**Page extract**
At the top we have some information about the residuals (same as with linear regression), but here they don't need to be normally distributed.

At the very bottom there are some descriptions of how well the model is fitting the data. One test asks whether the model with predictors fits significantly better than a model with just an intercept (i.e., a null model). The test statistic is the difference between the residual deviance for the model with predictors and the null model. It is chi-square distributed with degrees of freedom equal to the differences in degrees of freedom between the current and the null model (i.e. the number of predictor variables in the model). You could compute it but it's not super informative. AIC is similar - it's useful for comparing models. The iteration is a measure of how much time it took to find the best estimate.

**Your instructions**
Copy the passage on regression model output word for word, between "At the very" and "the best estimate.", inclusive. The lines that follow play no part in this work.

**Source material**
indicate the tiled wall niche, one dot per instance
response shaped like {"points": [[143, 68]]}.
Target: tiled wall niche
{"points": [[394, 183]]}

**Task answer**
At the very bottom there are some descriptions of how well the model is fitting the data. One test asks whether the model with predictors fits significantly better than a model with just an intercept (i.e., a null model). The test statistic is the difference between the residual deviance for the model with predictors and the null model. It is chi-square distributed with degrees of freedom equal to the differences in degrees of freedom between the current and the null model (i.e. the number of predictor variables in the model). You could compute it but it's not super informative. AIC is similar - it's useful for comparing models. The iteration is a measure of how much time it took to find the best estimate.